У этого поколения – самая счастливая молодость и самая несчастная зрелость.
ЖЕНЩИНА СЕМИДЕСЯТЫХ. По справедливому замечанию Сорокина, время настало женское, поскольку быть мужчиной в семидесятые негде, да и незачем. Империя увядает. Тип женщины – «умняга» (выражение Аллы Демидовой, ставшей главным выразителем этого типа и этой эпохи). Ей лет тридцать. Интеллектуалка, никаких иллюзий, умнее любого мужчины, а потому вынужденно живет жизнью «синего чулка»: никто ее попросту не тянет. Деловая. Успешная. Затянутая в узкое, черное, дорогое. Естественно, курит. Конформистка: на рожон не прет, умеет очаровать начальство. Стенка югославская, люстра чешская. Регулярно отдыхает в Болгарии на Золотых Песках. Соблюдает разнообразные диеты, делает бесчисленные дыхательные гимнастики, изготавливает питательные маски для лица. Нечто среднее между Фрейндлих («Служебный роман») и Алентовой («Москва слезам не верит»), но умнее и тоньше их. Восходит к типу комиссарши двадцатых годов. Иногда действительно влюбляется в водопроводчика, но это редкость: чаще становится жертвой скучного, невыносимого, болезненного романа с талантливым полуподпольным художником, режиссером или писателем. Роман тянется годами. Вся Россия поет песню Окуджавы «Затянулся наш роман».
А девушек в семидесятых не было – разумею, конечно, не физиологический и даже не возрастной, но психологический аспект. Так и рождались женщинами, с унаследованным опытом приспособленчества, разочарований и усталости. В десятом классе они уже знали о жизни все и были старше ровесников во много-много раз. Время было такое – старость страны, период между зрелостью и распадом. И распад был, но рамки приличия еще соблюдались. В семидесятые годы молодых людей не наблюдалось – все рождались сорокалетними, писали литературу сорокалетних и снимали кино сорокалетних. Ничего особенного: сейчас, например, всем по пять, много по десять лет,- и ничего, живем. Но об этом ниже.
ЖЕНЩИНА ВОСЬМИДЕСЯТЫХ. Тут уже намечается некое разнообразие, поскольку и жизнь перестает быть такой невыносимо однообразной – появляются варианты судьбы. Девушка восьмидесятых в массе своей – девушка надеющаяся, веселая, страшно активная. Перед ней вдруг распахнулись гигантские возможности. Странствует по стране, ночует на флэтах, слушает грязных музыкантов, играющих на гитарах и флейтах. Естественно, курит (траву). К сексу равнодушна, поскольку объелась в пятнадцатилетнем возрасте: отдается легко и снисходительно – тебе это нужно, а мне нетрудно. Уверена, что быть молодой нелегко, что ей всегда врали и у нее теперь есть какие-то особые права,- но это все на словах, как и требование перемен.

■ Данные локализации: по одной точке на каждый объект ■
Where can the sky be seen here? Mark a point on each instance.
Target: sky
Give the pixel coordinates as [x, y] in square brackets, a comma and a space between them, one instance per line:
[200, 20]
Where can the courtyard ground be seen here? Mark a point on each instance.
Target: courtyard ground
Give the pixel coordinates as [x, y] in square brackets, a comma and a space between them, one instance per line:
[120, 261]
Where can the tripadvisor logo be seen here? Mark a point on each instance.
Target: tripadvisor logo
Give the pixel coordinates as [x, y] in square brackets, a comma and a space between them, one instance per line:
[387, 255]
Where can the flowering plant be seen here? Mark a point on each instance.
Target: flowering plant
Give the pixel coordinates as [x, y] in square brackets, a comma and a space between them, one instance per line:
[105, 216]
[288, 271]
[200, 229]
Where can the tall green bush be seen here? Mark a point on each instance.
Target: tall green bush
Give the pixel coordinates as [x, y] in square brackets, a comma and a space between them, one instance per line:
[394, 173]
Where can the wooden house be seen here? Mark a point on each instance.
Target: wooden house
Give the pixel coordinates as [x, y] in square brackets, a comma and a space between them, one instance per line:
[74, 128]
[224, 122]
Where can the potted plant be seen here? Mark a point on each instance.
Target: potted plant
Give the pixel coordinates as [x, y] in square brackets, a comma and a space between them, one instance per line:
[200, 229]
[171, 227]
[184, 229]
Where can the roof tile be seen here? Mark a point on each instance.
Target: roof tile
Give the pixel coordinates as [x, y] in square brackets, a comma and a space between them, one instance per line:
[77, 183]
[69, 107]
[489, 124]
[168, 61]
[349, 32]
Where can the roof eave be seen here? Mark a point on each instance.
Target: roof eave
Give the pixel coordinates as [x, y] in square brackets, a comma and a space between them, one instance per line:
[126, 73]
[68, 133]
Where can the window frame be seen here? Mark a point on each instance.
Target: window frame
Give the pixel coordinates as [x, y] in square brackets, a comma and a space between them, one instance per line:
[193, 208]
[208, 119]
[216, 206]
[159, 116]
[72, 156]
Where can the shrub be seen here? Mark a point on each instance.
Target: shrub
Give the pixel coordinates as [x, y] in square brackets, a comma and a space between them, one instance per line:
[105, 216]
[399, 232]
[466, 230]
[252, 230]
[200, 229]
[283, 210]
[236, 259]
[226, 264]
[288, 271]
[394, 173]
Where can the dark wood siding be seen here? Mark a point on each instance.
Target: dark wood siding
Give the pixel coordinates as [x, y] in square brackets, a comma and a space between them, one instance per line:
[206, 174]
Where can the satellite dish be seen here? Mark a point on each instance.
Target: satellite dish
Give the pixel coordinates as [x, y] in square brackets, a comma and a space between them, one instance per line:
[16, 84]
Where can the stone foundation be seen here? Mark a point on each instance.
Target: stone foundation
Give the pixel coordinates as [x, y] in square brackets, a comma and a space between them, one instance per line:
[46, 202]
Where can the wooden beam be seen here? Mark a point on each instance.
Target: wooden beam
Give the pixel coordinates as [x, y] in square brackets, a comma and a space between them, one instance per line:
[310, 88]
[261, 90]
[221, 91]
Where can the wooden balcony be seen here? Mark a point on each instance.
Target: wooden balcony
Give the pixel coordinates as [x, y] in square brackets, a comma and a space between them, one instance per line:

■ Что сделать ■
#1 Переведите на английский язык предложение из очерка о женщинах семидесятых и восьмидесятых: «Девушка восьмидесятых в массе своей – девушка надеющаяся, веселая, страшно активная».
#2 Изложите содержание очерка о женщинах семидесятых и восьмидесятых в двух предложениях.
Записи здесь никакой роли не играют.

■ Ответы по номерам ■
#1 The girl of the eighties, by and large, is a hopeful, cheerful, terribly active girl.

#2 Женщина семидесятых — тридцатилетняя «умняга», интеллектуалка без иллюзий, деловая и успешная, а девушек в те годы психологически не было: все рождались сорокалетними, с опытом приспособленчества и усталости. Девушка восьмидесятых в массе своей надеющаяся, веселая и страшно активная, ведь перед ней распахнулись гигантские возможности.